======== KUTIPAN DOKUMEN

Di Indonesia, lima perbankan umum telah menuju layanan digital yakni PT Bank Central Asia Tbk dengan layanan BCA Mobile, PT Bank Danamon Tbk (D-Bank), PT Bank Permata Tbk (Permata Mobile X), PT Bank Tabungan Pensiunan Nasional Tbk (Jenius), dan PT Bank DBS Indonesia (Digi Bank).
Semestinya, bank BUMN menjalankan digital banking tetapi fokus menyasar intermediasi di sektor UMKM yang tak dilirik perbankan komersial dan penguatan smart city bekerja sama dengan bank pembangunan daerah (BPD) maupun bank perkreditan rakyat (BPR).
Optimalisasi BPD dan BPR bakal mendongkrak pendapatan asli daerah (PAD) sehingga meningkatkan kapasitas pemda melayani publik, terutama di sektor inti penyokong Indeks Pembangunan Manusia (IPM): pendidikan dan kesehatan.

================
======== DAFTAR DATA

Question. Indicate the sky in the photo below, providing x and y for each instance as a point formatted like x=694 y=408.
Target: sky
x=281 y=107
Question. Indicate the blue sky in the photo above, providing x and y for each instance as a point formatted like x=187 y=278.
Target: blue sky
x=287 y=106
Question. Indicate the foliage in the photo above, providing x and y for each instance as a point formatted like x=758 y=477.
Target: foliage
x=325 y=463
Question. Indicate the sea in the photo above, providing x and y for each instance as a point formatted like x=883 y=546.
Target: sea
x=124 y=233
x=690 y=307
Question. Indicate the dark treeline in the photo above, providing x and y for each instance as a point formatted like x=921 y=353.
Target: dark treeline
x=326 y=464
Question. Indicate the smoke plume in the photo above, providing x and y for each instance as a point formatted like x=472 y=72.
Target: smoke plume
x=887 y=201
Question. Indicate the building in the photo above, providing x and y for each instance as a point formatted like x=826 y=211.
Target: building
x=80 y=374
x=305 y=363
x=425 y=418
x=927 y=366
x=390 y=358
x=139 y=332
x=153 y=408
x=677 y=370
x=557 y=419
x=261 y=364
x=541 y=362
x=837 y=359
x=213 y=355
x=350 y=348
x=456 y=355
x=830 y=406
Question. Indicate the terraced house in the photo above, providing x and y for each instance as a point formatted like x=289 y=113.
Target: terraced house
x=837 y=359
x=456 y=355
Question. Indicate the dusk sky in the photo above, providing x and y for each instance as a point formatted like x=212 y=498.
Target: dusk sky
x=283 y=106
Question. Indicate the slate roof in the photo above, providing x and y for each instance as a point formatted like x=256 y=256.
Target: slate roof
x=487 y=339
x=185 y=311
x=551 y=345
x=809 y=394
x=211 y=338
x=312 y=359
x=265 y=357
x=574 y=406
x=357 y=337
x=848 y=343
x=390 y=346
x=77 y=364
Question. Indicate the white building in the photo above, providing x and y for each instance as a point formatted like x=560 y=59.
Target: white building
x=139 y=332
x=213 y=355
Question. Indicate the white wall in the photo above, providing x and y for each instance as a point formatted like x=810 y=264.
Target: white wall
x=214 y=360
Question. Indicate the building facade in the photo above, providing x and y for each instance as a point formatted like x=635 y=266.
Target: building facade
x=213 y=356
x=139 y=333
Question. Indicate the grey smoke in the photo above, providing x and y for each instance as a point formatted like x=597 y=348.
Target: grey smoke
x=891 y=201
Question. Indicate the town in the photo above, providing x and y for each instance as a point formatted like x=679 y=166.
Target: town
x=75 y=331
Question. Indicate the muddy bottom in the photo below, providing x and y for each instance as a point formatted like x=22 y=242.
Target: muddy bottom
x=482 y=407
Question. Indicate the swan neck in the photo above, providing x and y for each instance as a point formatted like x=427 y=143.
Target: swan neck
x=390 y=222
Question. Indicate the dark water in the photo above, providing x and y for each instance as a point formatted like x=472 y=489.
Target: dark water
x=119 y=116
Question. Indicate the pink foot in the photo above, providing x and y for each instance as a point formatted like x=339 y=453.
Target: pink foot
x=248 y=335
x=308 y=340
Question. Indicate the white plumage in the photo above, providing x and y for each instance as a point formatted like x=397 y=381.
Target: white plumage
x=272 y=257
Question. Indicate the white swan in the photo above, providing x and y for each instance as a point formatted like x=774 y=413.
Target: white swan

================

● **TUGAS LATIHAN**:
1: Dalam kutipan tentang perbankan digital, apa nama layanan digital milik PT Bank Tabungan Pensiunan Nasional Tbk?
2: Tolong lanjutkan kutipan tentang perbankan digital di Indonesia, mulai setelah kalimat terakhirnya.

● **JAWABAN BERURUTAN**:
1: Jenius.

2:
Penerapan digital banking pada BPD juga akan meningkatkan penarikan pajak di daerah sehingga mengikis konsentrasi kekayaan segelintir orang akibat belum optimalnya sistem perpajakan. Dengan penerimaan pajak lebih besar, kepala daerah memiliki PAD lebih besar untuk menggenjot pembangunan dan IPM di daerah.
Digital banking di bank BUMN dan manifestasi smart city bisa menjadi jalan keluar untuk mengatasi penyebab klasik ketimpangan ekonomi: jumlah dan kualitas infrastruktur yang buruk karena anggaran minim, IPM tak merata, serta pasar tenaga kerja yang tidak merata.
Ayo bank-bank BUMN Indonesia, jadilah superhero pemberantas ketimpangan negeri ini!***
. (cnbcindonesia)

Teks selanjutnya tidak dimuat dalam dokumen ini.